▶ [Instructions]
a – For each statement, say whether it agrees with the blog entry dated July 17, 2007. Answer yes or no and quote the deciding words of the entry. (i) The installed heat-sensitive cameras can detect a cigarette butt at a distance of 10 km. (ii) The Spanish-speaking neighbor says she could write an essay in Gallego. (iii) The family in the El Mundo story comes from Catalonia.
b – List every language of instruction that the third paragraph of the blog entry dated July 17, 2007 mentions.
c – Carry on the blog entry dated July 17, 2007 from its final sentence, in the same voice.

▶ [Page extract]
※

Dawn

Dawn

Tuesday, July 17, 2007

Approaching the fire season, there are confusing signs from the authorities here. On the one hand, the forests are being patrolled by vigilant army groups and heat-sensitive-cameras have been installed which can ‘see’ a cigarette butt At 10km. on the other, the papers are full of pictures of places where work has not been done to ensure a safety zone by cutting down trees and clearing undergrowth. Fingers, therefore, need to remain crossed.


Madeleine Albright is quoted as saying that, to understand how the EU works, you have to be either a genius or French. Mr. Sarkozy may be both but gives the impression of either not knowing – or not caring about – how things are done ‘properly’. Allegedly, his impression of a dwarf on speed is starting to annoy his partners, as his foreign policy initiatives – such as the Mediterranean Union – clash head-on with EU policies. I blame it on global warming and predict it will end in tears. For everyone.


My Spanish-speaking neighbour is horrified at the prospect of her kids being taught in both Gallego and Spanish. She stressed she understands enough of the former to be able to deal with her Gallego-speaking patients but, on the other hand, could never write an essay in the subject. And she added that the policy of favouring Catalan in the Balearic Islands had increased ‘scholastic failure’ there. Now, a market research sample of one is, as they say in business circles, quite useless. This is true whether the sample is me, my neighbour or a Galician teacher. But I thought of my conversation with her when I read this tale in El Mundo on Sunday:- A young couple left the Spanish mainland to work in Mallorca. After a few months, it became clear their child, who’d achieved outstanding results back home, was failing all his exams. The reason was he couldn’t understand the Catalan in which the lessons were given. The father tried to discuss this with the teacher but the latter refused to speak in Spanish. So the parents decided to take the child outside the state system, only to find that the post-May six-party government, which includes a few nationalist parties, is changing the law in their regard come September next. The little wrinkle in this story is that the family hales from Galicia, where similar developments are taking place.

※

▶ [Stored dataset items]

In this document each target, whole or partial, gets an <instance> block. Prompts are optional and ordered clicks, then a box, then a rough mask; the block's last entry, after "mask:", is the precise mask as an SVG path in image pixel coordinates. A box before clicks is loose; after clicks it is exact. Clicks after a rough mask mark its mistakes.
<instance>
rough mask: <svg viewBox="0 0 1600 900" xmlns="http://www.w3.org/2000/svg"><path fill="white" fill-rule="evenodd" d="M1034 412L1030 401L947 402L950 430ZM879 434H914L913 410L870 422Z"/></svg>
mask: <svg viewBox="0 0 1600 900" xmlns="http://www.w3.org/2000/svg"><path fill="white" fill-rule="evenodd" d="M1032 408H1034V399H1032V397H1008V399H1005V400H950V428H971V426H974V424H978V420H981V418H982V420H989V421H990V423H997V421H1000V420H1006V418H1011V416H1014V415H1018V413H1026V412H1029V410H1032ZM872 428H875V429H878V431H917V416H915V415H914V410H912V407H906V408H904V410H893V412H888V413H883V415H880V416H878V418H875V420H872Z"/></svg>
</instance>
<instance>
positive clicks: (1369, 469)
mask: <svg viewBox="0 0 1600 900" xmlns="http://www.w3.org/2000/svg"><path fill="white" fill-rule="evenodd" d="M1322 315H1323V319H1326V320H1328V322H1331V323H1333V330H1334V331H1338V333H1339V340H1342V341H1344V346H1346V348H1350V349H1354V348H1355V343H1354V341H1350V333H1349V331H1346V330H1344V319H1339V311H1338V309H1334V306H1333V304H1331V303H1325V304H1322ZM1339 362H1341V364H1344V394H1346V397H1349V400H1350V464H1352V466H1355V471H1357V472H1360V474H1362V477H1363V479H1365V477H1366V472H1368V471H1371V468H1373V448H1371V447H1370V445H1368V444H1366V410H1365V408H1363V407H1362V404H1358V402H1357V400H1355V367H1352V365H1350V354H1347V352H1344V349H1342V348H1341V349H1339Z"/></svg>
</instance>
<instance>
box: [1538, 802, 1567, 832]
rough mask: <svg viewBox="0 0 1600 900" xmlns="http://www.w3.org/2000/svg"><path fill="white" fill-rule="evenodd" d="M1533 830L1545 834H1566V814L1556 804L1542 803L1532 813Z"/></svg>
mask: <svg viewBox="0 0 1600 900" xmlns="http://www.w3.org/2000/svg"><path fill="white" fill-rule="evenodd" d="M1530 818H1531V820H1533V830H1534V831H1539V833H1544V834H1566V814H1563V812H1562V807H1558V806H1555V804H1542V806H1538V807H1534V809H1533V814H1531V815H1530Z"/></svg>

※

▶ [Your written answers]
a –
(i) Yes: "heat-sensitive-cameras have been installed which can ‘see’ a cigarette butt At 10km"
(ii) No: "could never write an essay in the subject"
(iii) No: "the family hales from Galicia"

b – Gallego, Spanish, Catalan

c –
My own view is that, whenever politicians tinker with education in the furtherance of socio-political aims, there’s at least one generation of pupils which pays the price for this. Readers can [and will] disagree but, as I say, without the evidence which none of us yet has, no one can prove anything. And none of us is going to convince the other. In the end, each of us has to do what we think is right for our kids. Which is why so many of the world’s Socialists send theirs to private schools.


My other oft-stated view is that exaggerated nationalism is divisive and economically illiterate.